→ **Task**:
Exact reproduction required: print each line of the material below.

→ **Record excerpts**:
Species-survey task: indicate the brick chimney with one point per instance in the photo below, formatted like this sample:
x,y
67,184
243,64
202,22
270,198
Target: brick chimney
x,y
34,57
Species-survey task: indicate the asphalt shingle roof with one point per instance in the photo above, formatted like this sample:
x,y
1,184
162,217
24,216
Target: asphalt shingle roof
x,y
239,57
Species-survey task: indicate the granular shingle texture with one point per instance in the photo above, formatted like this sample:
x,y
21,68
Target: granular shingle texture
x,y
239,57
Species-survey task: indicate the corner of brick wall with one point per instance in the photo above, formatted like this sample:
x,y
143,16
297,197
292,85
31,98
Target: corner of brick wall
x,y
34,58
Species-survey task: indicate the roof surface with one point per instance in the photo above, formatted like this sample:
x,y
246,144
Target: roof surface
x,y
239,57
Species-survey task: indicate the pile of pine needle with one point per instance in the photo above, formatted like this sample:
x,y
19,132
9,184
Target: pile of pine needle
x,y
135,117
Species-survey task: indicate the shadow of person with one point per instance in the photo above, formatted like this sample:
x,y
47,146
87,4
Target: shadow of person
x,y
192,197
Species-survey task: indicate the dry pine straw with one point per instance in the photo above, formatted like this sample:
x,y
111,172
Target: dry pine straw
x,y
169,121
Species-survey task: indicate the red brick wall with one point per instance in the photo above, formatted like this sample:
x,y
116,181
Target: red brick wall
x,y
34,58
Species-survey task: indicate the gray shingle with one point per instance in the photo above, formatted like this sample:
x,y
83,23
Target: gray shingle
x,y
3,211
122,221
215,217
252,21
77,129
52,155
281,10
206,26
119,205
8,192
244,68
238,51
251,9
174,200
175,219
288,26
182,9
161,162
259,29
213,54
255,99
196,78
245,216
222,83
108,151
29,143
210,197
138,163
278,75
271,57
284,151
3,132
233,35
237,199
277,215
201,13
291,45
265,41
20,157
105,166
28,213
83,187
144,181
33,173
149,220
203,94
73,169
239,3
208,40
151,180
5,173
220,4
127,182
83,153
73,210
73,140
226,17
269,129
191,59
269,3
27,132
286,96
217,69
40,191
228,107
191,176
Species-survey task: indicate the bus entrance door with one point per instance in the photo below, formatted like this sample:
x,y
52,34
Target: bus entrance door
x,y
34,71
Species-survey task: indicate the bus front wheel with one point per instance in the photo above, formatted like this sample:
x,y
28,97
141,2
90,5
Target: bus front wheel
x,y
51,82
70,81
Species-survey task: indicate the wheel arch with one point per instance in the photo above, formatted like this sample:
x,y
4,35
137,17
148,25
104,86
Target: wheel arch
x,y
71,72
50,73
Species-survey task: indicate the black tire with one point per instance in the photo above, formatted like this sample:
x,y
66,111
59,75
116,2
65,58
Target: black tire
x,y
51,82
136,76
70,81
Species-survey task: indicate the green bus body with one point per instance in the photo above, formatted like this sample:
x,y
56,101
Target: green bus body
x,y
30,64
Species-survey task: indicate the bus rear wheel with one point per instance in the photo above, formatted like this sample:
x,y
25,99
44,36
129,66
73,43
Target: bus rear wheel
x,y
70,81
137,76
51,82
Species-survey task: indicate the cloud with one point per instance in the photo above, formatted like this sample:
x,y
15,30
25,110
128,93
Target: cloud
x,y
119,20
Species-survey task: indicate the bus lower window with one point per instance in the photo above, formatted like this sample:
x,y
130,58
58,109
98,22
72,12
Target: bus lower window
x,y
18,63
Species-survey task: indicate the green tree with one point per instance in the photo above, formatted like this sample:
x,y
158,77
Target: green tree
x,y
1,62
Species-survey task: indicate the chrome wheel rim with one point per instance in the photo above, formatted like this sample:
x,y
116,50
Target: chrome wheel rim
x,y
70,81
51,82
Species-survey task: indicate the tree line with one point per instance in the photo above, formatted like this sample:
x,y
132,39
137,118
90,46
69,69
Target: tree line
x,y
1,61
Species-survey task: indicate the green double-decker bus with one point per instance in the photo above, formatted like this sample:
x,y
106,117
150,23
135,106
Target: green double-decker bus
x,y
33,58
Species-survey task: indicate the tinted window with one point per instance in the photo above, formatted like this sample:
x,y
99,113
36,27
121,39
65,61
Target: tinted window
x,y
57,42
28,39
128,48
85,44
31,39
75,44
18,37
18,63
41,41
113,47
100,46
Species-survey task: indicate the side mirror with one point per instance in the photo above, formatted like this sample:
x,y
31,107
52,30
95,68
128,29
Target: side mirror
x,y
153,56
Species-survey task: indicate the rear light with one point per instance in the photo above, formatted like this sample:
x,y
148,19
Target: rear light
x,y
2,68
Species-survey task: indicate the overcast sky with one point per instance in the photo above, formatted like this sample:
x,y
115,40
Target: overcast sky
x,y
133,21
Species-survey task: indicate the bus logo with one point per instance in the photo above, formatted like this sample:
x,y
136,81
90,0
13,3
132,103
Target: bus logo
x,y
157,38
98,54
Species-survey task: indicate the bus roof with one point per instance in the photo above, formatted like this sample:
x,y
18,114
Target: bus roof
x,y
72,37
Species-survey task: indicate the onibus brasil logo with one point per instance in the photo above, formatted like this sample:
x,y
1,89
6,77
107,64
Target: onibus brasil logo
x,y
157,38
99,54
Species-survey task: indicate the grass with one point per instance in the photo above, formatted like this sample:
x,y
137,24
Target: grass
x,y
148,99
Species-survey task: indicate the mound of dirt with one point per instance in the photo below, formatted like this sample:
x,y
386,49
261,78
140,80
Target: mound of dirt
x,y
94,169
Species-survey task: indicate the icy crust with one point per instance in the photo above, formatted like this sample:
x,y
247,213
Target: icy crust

→ **Task solution**:
Species-survey task: indicate the brick chimney with one point per instance in the photo below, formatted like this sample:
x,y
67,184
243,64
202,22
270,198
Target: brick chimney
x,y
34,57
Species-survey task: indicate the asphalt shingle roof with one point per instance in the photo above, formatted like this sample:
x,y
1,184
162,217
24,216
Target: asphalt shingle roof
x,y
239,57
Species-survey task: indicate the granular shingle texture with one point per instance in the photo above, formatted like this sample:
x,y
21,68
Target: granular shingle texture
x,y
239,57
Species-survey task: indicate the corner of brick wall with one point per instance in the photo above, formatted like this sample:
x,y
143,16
297,197
292,85
31,98
Target: corner of brick wall
x,y
34,58
Species-survey task: indicate the roof surface with one point per instance in the photo above, formatted like this sample:
x,y
246,144
Target: roof surface
x,y
239,57
Species-survey task: indicate the pile of pine needle with one point per instance in the photo above, formatted like this sample:
x,y
19,132
9,184
Target: pile of pine needle
x,y
135,117
Species-survey task: indicate the shadow of person with one point per instance in the photo above, formatted like this sample:
x,y
47,146
87,4
Target: shadow of person
x,y
192,197
Species-survey task: indicate the dry pine straw with one point per instance in the photo above, formatted like this sample:
x,y
111,172
Target: dry pine straw
x,y
169,121
Species-survey task: indicate the red brick wall with one point per instance in the photo above, formatted like this sample:
x,y
116,181
Target: red brick wall
x,y
34,58
Species-survey task: indicate the gray shingle with one point per instance in the photo above, formatted like this sample:
x,y
83,23
Target: gray shingle
x,y
3,211
122,221
215,217
252,21
77,129
52,155
281,10
206,26
119,205
8,192
244,68
238,51
251,9
174,200
175,219
288,26
182,9
161,162
259,29
213,54
255,99
196,78
245,216
222,83
108,151
29,143
210,197
138,163
278,75
271,57
284,151
3,132
233,35
237,199
277,215
201,13
291,45
265,41
20,157
105,166
28,213
83,187
144,181
33,173
149,220
203,94
73,169
239,3
208,40
151,180
5,173
220,4
127,182
83,153
73,210
73,140
226,17
269,129
191,59
269,3
27,132
286,96
217,69
40,191
228,107
191,176
Species-survey task: indicate the bus entrance door with one point per instance in the photo below, formatted like this sample:
x,y
52,34
Target: bus entrance door
x,y
34,71
Species-survey task: indicate the bus front wheel with one point per instance in the photo above, formatted like this sample:
x,y
28,97
141,2
90,5
Target: bus front wheel
x,y
51,82
70,81
Species-survey task: indicate the wheel arch with one point per instance in the photo above, formatted like this sample:
x,y
4,35
137,17
148,25
104,86
Target: wheel arch
x,y
71,72
50,73
Species-survey task: indicate the black tire with one point per instance in the photo above, formatted like this sample:
x,y
66,111
59,75
116,2
65,58
Target: black tire
x,y
51,82
136,76
70,81
Species-survey task: indicate the green bus body with one point per instance in the photo above, formatted like this sample:
x,y
56,101
Target: green bus body
x,y
30,64
Species-survey task: indicate the bus rear wheel with one point per instance in the photo above, formatted like this sample:
x,y
25,99
44,36
129,66
73,43
Target: bus rear wheel
x,y
70,81
137,76
51,82
Species-survey task: indicate the cloud with one point per instance in the photo above, formatted like this sample:
x,y
15,30
25,110
128,93
Target: cloud
x,y
119,20
Species-survey task: indicate the bus lower window with one point per instance in the photo above, formatted like this sample:
x,y
130,58
58,109
98,22
72,12
Target: bus lower window
x,y
18,63
Species-survey task: indicate the green tree with one point per instance in the photo above, formatted like this sample:
x,y
158,77
Target: green tree
x,y
1,62
Species-survey task: indicate the chrome wheel rim with one point per instance in the photo above, formatted like this sample:
x,y
116,50
Target: chrome wheel rim
x,y
70,81
51,82
Species-survey task: indicate the tree line with one point per instance in the photo above, formatted like this sample:
x,y
132,39
137,118
90,46
69,69
Target: tree line
x,y
1,61
Species-survey task: indicate the green double-decker bus with one point per instance in the photo above, formatted like this sample:
x,y
106,117
150,23
135,106
Target: green double-decker bus
x,y
33,58
Species-survey task: indicate the tinted window with one point per instance in the photo above, formatted like this sample:
x,y
99,113
36,27
121,39
65,61
Target: tinted window
x,y
57,42
28,39
128,48
85,44
31,39
75,44
18,37
18,63
41,41
113,47
100,46
Species-survey task: indicate the side mirror with one point per instance in the photo above, formatted like this sample:
x,y
31,107
52,30
95,68
128,29
Target: side mirror
x,y
153,56
Species-survey task: indicate the rear light with one point per instance in the photo above, formatted like this sample:
x,y
148,19
Target: rear light
x,y
2,68
Species-survey task: indicate the overcast sky with one point per instance in the photo above, formatted like this sample:
x,y
115,40
Target: overcast sky
x,y
133,21
Species-survey task: indicate the bus logo with one point per instance in the photo above, formatted like this sample:
x,y
136,81
90,0
13,3
132,103
Target: bus logo
x,y
157,38
98,54
Species-survey task: indicate the bus roof with one point per instance in the photo above, formatted like this sample:
x,y
18,114
Target: bus roof
x,y
72,37
Species-survey task: indicate the onibus brasil logo with one point per instance in the photo above, formatted like this sample:
x,y
1,89
6,77
107,64
Target: onibus brasil logo
x,y
157,38
99,54
Species-survey task: indicate the grass with one point per instance in the photo above, formatted like this sample:
x,y
137,24
Target: grass
x,y
148,99
Species-survey task: indicate the mound of dirt with one point per instance in the photo below, formatted like this sample:
x,y
386,49
261,78
140,80
Target: mound of dirt
x,y
94,169
Species-survey task: indicate the icy crust with one point per instance in the photo above, formatted like this sample:
x,y
247,213
Target: icy crust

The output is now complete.